> [Objective]: Rewrite the lines from the start of the records through the line containing "[[223, 70]]", inclusive, as a numbered list, leaving out any blank lines.
━━━ Record list
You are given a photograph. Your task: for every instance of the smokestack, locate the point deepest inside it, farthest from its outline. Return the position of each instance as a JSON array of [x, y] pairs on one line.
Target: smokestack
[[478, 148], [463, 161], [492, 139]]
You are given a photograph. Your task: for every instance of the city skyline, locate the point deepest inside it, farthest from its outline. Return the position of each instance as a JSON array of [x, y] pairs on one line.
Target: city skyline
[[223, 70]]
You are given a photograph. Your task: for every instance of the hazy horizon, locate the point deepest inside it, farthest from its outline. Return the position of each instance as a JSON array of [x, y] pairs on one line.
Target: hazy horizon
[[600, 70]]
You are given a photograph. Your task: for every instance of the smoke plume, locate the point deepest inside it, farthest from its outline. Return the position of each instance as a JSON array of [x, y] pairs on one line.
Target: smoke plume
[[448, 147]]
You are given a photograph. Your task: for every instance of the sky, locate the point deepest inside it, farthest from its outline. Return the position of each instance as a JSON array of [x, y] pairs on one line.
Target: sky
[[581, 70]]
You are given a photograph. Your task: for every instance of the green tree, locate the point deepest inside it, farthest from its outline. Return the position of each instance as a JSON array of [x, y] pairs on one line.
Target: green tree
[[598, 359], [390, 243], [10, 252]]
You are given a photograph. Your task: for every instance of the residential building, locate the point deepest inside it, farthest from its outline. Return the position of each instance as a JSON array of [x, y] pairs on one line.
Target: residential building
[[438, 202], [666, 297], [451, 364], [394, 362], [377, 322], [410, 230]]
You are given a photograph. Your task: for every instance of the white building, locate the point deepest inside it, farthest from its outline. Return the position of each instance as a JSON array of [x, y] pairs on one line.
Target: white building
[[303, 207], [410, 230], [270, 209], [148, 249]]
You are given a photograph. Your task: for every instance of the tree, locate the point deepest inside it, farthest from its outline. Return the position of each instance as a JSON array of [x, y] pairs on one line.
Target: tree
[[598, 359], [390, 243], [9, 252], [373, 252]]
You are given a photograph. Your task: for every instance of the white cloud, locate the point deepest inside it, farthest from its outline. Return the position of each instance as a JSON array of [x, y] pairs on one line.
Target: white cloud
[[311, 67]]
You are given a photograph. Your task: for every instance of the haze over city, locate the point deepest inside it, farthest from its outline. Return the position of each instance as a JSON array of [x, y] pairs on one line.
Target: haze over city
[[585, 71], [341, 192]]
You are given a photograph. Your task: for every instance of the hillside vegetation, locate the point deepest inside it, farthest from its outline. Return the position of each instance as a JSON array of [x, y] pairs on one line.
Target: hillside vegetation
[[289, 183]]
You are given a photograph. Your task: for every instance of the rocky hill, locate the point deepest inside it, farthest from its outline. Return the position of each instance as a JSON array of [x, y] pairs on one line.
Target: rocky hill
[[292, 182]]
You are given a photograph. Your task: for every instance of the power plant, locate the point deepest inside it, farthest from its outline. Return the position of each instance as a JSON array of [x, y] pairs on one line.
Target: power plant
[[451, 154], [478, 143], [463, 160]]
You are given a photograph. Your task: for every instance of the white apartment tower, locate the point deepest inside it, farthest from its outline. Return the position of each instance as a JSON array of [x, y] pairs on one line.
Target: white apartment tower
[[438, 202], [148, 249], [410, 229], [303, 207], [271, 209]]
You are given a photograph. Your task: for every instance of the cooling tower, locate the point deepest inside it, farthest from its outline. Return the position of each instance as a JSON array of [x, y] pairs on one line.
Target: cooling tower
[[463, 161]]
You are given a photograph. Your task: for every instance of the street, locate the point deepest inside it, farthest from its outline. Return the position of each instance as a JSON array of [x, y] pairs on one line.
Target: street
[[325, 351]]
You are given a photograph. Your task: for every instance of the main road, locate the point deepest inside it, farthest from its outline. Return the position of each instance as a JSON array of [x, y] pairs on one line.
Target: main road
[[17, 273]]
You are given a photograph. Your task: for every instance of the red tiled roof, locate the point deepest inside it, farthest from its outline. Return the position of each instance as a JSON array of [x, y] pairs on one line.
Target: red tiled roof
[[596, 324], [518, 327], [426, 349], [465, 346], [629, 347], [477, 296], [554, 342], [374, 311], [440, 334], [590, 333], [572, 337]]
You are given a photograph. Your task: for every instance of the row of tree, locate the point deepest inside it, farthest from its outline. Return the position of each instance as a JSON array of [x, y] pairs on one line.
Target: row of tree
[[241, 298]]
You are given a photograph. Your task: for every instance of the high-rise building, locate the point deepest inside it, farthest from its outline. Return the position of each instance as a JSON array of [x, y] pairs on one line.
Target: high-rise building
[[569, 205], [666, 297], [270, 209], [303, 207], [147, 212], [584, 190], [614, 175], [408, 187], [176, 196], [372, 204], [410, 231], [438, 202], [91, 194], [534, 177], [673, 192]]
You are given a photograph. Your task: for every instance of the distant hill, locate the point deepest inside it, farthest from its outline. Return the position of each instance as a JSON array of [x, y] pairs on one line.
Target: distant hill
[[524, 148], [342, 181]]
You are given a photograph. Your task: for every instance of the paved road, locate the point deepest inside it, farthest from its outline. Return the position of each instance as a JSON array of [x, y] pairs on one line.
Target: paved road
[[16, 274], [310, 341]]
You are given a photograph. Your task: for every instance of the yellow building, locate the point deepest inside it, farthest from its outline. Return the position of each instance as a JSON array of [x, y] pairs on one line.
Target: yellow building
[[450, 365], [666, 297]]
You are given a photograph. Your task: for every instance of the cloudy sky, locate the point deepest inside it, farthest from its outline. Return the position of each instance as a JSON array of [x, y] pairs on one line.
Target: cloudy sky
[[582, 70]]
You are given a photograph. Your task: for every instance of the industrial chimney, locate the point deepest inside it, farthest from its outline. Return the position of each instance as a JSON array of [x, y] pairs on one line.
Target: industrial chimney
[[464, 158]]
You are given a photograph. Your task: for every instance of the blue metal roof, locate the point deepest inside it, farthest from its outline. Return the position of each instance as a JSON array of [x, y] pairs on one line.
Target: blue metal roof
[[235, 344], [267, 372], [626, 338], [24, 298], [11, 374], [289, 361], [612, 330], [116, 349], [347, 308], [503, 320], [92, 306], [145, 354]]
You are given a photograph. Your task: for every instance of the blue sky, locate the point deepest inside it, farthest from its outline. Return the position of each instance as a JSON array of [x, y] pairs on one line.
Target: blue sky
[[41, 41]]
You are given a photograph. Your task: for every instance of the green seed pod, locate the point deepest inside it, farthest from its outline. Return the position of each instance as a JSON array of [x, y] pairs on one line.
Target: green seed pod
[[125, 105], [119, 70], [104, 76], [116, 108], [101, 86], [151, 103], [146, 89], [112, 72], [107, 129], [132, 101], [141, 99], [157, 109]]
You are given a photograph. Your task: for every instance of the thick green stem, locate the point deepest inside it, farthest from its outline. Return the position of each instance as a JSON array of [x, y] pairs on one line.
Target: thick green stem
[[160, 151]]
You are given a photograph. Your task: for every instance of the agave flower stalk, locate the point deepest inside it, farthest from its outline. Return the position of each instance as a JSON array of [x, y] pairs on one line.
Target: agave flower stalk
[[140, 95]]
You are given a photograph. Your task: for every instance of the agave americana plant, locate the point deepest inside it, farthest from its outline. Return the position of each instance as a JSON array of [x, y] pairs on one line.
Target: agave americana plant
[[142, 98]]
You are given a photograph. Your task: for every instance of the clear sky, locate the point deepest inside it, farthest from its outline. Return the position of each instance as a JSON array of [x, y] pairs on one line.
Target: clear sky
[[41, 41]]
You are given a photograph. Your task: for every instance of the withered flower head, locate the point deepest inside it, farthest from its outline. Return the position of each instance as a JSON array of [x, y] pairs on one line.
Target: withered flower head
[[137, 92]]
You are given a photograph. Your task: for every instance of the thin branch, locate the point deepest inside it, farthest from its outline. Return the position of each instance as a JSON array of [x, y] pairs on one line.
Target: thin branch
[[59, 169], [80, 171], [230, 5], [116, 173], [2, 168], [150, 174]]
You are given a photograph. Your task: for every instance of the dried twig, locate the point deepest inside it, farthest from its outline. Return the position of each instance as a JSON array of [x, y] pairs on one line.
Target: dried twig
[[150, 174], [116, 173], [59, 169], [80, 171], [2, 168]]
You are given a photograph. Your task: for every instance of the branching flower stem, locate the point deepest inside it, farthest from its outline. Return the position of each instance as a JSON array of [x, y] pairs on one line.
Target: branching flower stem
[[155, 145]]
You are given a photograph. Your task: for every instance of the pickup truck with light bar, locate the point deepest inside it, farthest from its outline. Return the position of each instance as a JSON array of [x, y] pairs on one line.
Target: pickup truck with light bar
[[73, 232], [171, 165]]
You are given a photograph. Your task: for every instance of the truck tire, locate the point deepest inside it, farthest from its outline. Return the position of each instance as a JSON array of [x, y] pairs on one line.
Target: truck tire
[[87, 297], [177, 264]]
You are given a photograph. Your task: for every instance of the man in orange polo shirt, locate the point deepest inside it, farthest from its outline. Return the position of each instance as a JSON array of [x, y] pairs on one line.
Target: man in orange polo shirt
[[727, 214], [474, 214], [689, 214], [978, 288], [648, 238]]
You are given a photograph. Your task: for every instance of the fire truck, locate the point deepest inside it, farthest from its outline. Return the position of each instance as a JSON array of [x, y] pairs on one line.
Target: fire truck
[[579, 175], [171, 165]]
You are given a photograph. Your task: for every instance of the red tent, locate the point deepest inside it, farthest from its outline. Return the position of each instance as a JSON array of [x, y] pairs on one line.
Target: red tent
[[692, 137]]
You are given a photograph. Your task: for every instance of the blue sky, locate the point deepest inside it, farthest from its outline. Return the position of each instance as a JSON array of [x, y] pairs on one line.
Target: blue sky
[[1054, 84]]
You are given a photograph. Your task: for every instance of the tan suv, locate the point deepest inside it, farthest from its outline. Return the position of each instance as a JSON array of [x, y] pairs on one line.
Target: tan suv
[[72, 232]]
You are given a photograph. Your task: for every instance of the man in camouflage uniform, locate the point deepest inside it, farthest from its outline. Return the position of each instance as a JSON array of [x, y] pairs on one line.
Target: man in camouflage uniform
━━━━━━
> [Exercise output]:
1. You are given a photograph. Your task: for every instance of the smokestack, locate the point deepest inside it, farthest from its outline. Return the position of each instance as a JSON array of [x, y] pairs on one line.
2. Target: smokestack
3. [[478, 148], [463, 161], [492, 139]]
4. You are given a photograph. Your task: for every instance of the city skyline, locate the point deepest inside it, farthest from its outline. Return the position of each instance as a JSON array of [x, y] pairs on one line.
5. Target: city skyline
6. [[223, 70]]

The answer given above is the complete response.